* _Work request_
Each line below should be quoted exactly, please.
[Provided material — start]
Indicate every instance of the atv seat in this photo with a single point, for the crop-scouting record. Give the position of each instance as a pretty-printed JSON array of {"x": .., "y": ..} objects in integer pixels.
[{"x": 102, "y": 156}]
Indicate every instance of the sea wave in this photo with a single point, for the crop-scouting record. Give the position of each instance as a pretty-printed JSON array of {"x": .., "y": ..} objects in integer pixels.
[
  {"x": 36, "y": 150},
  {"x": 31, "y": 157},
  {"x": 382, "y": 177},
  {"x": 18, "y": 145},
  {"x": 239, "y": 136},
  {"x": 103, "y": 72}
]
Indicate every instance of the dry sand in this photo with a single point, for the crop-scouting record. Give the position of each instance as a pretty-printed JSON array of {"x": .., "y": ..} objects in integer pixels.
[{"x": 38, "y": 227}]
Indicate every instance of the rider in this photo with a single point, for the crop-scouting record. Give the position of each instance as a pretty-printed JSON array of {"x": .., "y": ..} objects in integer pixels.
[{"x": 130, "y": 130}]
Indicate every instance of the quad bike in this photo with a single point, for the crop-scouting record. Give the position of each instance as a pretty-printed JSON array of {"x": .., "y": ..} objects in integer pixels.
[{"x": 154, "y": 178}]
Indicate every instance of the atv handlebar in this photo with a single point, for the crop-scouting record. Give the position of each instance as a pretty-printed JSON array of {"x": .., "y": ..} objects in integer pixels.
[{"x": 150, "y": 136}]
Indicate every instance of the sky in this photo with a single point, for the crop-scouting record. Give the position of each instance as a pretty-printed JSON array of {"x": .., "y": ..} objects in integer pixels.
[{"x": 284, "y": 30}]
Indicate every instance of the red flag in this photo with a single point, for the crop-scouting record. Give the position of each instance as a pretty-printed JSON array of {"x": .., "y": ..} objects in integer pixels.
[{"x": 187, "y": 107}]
[Provided material — finish]
* _Answer box_
Indicate every instance of the atv seat in this photo with a single point, for the crop-scouting record. Give the position of each instance as a pretty-printed JSON array of {"x": .., "y": ..} objects in integer pixels.
[{"x": 102, "y": 156}]
Indicate every instance of the sea wave in this photo with a single point, for the crop-scouting record. Give the position of each instance as a pretty-printed JSON array of {"x": .., "y": ..} objects in integer pixels.
[
  {"x": 36, "y": 150},
  {"x": 31, "y": 157},
  {"x": 382, "y": 177},
  {"x": 18, "y": 145},
  {"x": 239, "y": 136},
  {"x": 103, "y": 72}
]
Indicate every instance of the dry sand in this photo with a single point, for the crop-scouting record. Give the position of each instance as a pretty-printed JSON array of {"x": .., "y": ..} objects in integer pixels.
[{"x": 38, "y": 227}]
Indicate every instance of the rider in this photo with a single point, for the crop-scouting record. Give the position of each instance as a pretty-printed JSON array of {"x": .., "y": ..} objects in integer pixels.
[{"x": 130, "y": 130}]
Indicate every instance of the quad bike in this photo with a single point, for the crop-scouting record. Give the position of each instance as a pretty-printed JSON array of {"x": .., "y": ..} objects in integer pixels.
[{"x": 154, "y": 178}]
Indicate every instance of the atv handlebar in this photo with a single point, for the crop-scouting record. Give the position of each instance as a pretty-printed JSON array of {"x": .., "y": ..} objects in integer pixels.
[{"x": 150, "y": 136}]
Indicate every instance of the sky in this photo with a single point, for the crop-scouting record. Give the position of each instance as a pretty-printed JSON array of {"x": .., "y": ..} objects in integer pixels.
[{"x": 284, "y": 30}]
Indicate every instance of the red flag in this photo with a single point, for the crop-scouting record. Give the position of each instance as a pretty-printed JSON array of {"x": .., "y": ..} objects in integer pixels.
[{"x": 187, "y": 107}]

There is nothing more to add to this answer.